• Set problem
Copy every item below word for word, without changing anything.

• Data for processing
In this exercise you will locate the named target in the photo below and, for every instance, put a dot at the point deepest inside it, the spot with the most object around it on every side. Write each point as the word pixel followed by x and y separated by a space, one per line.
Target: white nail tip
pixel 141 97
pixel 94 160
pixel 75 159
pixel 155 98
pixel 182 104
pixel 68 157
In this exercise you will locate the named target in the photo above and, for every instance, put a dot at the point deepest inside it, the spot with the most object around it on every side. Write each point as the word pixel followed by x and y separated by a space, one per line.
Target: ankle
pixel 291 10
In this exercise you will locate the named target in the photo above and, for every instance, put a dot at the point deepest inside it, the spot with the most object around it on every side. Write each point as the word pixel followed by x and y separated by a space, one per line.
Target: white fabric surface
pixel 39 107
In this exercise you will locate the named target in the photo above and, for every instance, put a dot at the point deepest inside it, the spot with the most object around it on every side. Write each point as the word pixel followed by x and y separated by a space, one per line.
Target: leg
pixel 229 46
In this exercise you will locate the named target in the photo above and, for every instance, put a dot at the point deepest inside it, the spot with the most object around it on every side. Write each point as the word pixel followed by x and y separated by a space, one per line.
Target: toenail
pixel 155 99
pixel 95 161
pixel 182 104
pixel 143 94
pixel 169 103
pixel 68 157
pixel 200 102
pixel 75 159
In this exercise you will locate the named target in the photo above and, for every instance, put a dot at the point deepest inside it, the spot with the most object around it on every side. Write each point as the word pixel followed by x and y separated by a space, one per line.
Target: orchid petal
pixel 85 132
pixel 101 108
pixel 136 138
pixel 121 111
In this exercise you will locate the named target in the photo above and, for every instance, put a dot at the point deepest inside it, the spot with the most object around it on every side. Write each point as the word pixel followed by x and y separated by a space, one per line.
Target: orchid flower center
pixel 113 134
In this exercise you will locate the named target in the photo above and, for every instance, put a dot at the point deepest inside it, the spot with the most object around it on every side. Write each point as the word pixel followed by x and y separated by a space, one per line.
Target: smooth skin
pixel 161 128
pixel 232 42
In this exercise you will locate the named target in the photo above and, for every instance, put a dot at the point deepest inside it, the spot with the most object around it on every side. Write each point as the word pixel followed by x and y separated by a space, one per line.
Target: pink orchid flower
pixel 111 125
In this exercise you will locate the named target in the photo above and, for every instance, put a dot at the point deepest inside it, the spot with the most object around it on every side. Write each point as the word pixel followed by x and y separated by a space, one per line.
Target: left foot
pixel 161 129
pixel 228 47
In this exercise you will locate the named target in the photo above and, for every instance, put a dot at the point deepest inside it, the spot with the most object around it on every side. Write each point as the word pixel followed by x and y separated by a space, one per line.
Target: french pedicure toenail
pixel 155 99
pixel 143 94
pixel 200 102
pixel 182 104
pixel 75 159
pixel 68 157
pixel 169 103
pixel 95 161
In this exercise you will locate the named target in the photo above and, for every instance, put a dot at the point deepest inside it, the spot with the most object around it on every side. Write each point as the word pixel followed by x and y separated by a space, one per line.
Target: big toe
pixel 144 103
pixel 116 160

• Final result
In this exercise you will locate the named target in the photo below and, for every instance, put a dot at the point deepest inside it, the spot with the most object around it on every side. Write each point as the word pixel followed by x and y separated by a space, one per line.
Target: white nail tip
pixel 141 97
pixel 94 160
pixel 75 159
pixel 155 98
pixel 182 104
pixel 68 157
In this exercise you will locate the named target in the photo above and, for every instance, put a dot at the point deepest inside it, the spot with the most object around it on every side. Write each point as the word pixel followed by x and y separated by a space, one per line.
Target: ankle
pixel 291 10
In this exercise you will locate the named target in the photo above and, for every instance, put a dot at the point deepest inside it, the spot with the most object around it on every side. Write each point as the word pixel followed by x and y separated by a space, one per line.
Target: white fabric surface
pixel 39 107
In this exercise you will locate the named target in the photo above and, for every instance, put a dot at the point deepest inside it, the spot with the most object around it on every side. Write each point as the word pixel followed by x and y separated by a space, one per line.
Target: leg
pixel 229 46
In this exercise you will locate the named target in the photo above and, for every instance, put a dot at the point deepest inside it, the spot with the most object around it on every side. Write each point as the word pixel followed by x and y separated by a space, one per line.
Target: toenail
pixel 155 99
pixel 95 161
pixel 182 104
pixel 143 94
pixel 169 103
pixel 68 157
pixel 200 102
pixel 75 159
In this exercise you will locate the named target in the photo above and, for every instance, put a dot at the point deepest inside it, the spot with the most object around it on every side. Write each point as the word pixel followed by x and y separated by a space, one per line.
Target: orchid petal
pixel 85 132
pixel 101 108
pixel 136 138
pixel 121 111
In this exercise you will locate the named target in the photo above and, for every instance, put a dot at the point deepest inside it, the spot with the most object around it on every side. Write each point as the word pixel followed by x and y separated by a space, one per line.
Target: orchid flower center
pixel 113 134
In this exercise you will locate the named target in the photo above and, for every instance, put a dot at the point deepest inside it, the spot with the most object around it on every side. Write each point as the word pixel followed by x and y separated by a space, one per line.
Target: smooth skin
pixel 161 128
pixel 232 42
In this exercise you will locate the named target in the photo above and, for every instance, put a dot at the point deepest inside it, the spot with the most object around it on every side. Write each point as the word pixel followed by x and y separated by a space, one per line.
Target: pink orchid flower
pixel 111 125
In this exercise you will locate the named target in the photo above and, for every instance, put a dot at the point deepest inside it, the spot with the most object around it on every side. Write each point as the word pixel followed by x and y separated by a space, one per line.
Target: left foot
pixel 161 129
pixel 228 47
In this exercise you will locate the named target in the photo above and, for every instance, put a dot at the point deepest inside it, the spot with the most object around it on every side. Write each point as the word pixel followed by x and y separated by a space, one per line.
Target: french pedicure toenail
pixel 155 99
pixel 143 94
pixel 200 102
pixel 182 104
pixel 75 159
pixel 68 157
pixel 169 103
pixel 95 161
In this exercise you will locate the named target in the photo above and, for every instance, put a dot at the point deepest inside it, the spot with the most object around it on every side. Write each point as the word pixel followed by x and y separated by a space, one per line.
Target: big toe
pixel 144 103
pixel 116 160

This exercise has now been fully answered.